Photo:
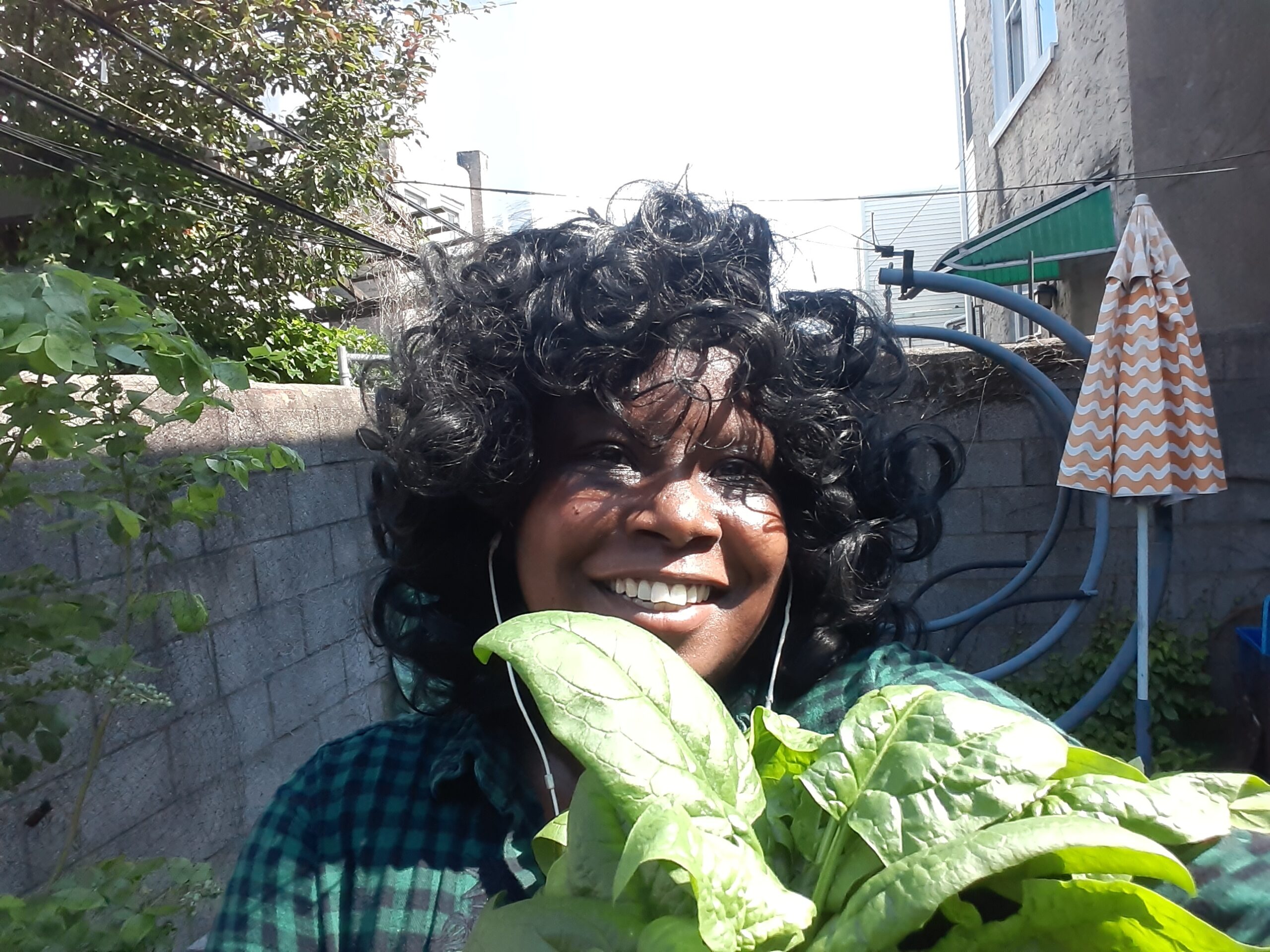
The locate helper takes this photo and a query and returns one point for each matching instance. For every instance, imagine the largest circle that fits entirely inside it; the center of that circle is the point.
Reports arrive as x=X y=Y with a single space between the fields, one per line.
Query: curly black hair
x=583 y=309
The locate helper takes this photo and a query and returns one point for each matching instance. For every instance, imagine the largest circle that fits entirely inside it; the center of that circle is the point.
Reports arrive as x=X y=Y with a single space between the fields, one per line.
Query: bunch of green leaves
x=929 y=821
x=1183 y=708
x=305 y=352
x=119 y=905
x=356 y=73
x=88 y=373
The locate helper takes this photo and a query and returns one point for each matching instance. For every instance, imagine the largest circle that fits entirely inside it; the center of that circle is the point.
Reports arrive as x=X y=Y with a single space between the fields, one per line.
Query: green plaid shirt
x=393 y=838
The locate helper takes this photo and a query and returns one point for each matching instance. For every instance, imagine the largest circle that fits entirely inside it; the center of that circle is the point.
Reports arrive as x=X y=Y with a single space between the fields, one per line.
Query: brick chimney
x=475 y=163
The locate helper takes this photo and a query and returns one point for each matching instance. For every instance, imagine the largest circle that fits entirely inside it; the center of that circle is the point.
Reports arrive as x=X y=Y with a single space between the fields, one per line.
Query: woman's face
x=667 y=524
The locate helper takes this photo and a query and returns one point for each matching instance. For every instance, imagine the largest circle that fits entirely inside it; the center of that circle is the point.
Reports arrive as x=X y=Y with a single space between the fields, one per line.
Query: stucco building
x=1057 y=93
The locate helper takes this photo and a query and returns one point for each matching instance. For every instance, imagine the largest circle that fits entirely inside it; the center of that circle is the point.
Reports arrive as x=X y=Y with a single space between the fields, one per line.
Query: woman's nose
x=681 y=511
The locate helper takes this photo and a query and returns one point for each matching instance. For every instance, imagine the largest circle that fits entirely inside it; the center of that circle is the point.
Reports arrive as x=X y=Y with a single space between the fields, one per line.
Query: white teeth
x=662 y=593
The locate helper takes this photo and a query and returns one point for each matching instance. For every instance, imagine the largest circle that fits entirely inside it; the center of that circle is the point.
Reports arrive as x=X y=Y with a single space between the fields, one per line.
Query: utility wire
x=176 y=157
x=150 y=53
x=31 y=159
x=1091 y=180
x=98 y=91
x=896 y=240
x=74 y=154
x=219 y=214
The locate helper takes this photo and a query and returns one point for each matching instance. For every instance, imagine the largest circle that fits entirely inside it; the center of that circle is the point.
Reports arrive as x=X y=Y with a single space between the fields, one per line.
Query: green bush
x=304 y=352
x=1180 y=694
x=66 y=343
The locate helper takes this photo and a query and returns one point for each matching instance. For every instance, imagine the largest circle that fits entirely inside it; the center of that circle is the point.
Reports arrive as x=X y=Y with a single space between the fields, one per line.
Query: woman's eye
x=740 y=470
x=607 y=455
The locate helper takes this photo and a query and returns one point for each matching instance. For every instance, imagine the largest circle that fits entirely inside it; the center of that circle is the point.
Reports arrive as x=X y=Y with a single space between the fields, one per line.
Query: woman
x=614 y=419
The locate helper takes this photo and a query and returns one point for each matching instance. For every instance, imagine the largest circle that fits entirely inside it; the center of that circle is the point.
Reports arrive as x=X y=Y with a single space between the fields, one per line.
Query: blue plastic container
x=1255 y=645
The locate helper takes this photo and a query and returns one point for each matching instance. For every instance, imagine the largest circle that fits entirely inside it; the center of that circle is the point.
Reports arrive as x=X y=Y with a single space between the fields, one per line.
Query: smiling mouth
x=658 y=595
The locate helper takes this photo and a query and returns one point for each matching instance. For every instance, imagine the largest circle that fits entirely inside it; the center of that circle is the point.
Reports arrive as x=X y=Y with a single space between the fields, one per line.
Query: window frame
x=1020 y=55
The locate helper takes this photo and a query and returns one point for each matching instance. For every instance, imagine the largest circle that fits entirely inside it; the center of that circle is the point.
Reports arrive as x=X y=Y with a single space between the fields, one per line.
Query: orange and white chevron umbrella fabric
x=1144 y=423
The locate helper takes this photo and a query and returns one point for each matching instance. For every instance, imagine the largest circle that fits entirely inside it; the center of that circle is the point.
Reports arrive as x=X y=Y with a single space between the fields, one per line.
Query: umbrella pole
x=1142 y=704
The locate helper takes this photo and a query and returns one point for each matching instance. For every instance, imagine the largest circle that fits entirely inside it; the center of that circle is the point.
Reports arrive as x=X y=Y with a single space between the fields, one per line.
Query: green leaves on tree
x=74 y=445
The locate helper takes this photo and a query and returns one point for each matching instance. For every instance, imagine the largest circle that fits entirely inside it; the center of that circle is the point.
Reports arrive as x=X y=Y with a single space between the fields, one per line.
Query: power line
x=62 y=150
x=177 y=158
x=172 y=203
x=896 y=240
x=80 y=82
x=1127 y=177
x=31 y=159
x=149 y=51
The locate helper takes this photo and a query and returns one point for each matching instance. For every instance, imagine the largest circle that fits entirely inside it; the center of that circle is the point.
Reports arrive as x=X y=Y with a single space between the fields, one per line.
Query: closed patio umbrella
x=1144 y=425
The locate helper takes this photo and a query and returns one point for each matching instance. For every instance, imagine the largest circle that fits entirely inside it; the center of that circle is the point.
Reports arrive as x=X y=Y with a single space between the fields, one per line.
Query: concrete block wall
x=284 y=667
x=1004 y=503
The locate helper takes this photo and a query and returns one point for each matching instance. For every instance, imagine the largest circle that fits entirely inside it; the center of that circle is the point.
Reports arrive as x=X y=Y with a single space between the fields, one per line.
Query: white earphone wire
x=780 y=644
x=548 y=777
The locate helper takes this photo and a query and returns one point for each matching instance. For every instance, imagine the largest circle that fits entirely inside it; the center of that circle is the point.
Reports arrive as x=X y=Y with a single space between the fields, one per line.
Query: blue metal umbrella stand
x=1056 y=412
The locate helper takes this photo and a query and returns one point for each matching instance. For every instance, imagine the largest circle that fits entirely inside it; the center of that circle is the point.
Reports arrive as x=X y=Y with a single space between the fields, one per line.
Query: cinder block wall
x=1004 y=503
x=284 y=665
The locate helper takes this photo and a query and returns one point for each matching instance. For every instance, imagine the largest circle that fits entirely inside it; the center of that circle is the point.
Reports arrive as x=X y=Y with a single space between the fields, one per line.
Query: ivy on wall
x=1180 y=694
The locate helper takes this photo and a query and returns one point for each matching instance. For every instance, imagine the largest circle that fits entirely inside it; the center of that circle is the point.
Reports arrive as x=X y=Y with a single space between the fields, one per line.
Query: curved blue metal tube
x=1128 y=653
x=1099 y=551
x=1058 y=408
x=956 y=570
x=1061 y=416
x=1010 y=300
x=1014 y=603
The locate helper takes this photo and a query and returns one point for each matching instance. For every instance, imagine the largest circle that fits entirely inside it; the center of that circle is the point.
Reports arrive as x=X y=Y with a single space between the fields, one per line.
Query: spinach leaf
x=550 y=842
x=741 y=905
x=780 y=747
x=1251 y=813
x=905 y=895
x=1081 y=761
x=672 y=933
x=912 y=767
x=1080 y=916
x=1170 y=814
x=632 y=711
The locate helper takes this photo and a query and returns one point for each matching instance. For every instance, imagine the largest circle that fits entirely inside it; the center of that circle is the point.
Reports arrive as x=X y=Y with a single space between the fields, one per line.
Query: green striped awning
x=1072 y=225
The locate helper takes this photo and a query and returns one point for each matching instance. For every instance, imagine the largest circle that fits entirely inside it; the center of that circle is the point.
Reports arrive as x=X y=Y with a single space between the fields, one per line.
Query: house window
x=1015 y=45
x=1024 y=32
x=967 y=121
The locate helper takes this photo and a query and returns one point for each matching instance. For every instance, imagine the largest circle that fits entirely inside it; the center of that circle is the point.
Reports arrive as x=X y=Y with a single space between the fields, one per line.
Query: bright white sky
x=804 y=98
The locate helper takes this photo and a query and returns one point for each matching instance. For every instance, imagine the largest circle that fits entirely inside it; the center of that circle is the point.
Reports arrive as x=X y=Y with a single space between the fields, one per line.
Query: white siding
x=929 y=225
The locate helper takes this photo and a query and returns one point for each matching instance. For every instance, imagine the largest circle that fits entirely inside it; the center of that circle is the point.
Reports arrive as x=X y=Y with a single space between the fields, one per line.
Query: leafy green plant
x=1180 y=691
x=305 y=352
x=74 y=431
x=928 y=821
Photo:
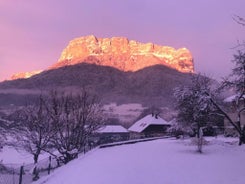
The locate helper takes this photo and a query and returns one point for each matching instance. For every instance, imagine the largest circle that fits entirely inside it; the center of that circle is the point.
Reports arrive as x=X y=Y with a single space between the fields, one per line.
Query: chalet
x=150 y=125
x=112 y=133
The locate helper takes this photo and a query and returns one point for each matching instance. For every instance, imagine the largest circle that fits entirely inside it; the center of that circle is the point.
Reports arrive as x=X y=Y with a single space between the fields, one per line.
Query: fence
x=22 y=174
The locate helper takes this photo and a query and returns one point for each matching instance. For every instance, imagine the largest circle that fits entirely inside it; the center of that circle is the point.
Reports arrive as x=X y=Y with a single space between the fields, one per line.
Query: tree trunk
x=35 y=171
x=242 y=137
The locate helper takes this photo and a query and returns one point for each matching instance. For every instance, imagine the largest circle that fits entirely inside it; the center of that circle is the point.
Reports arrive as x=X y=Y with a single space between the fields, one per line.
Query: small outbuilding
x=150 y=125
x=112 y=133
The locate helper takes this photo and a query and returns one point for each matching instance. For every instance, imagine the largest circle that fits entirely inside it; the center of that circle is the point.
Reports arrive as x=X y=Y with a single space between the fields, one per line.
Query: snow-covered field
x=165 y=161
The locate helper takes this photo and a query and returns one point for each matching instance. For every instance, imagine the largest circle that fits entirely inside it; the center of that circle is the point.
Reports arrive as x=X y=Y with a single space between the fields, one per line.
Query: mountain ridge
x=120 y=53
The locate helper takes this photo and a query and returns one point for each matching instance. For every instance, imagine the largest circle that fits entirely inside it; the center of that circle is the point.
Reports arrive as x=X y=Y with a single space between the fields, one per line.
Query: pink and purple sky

* **The task**: Gather each line of the data above that contains the word "white", and list those lines in their original order.

* **Written solution**:
Query: white teeth
Query: orange and white chevron umbrella fabric
Query: white earphone wire
Query: bright white sky
Query: white siding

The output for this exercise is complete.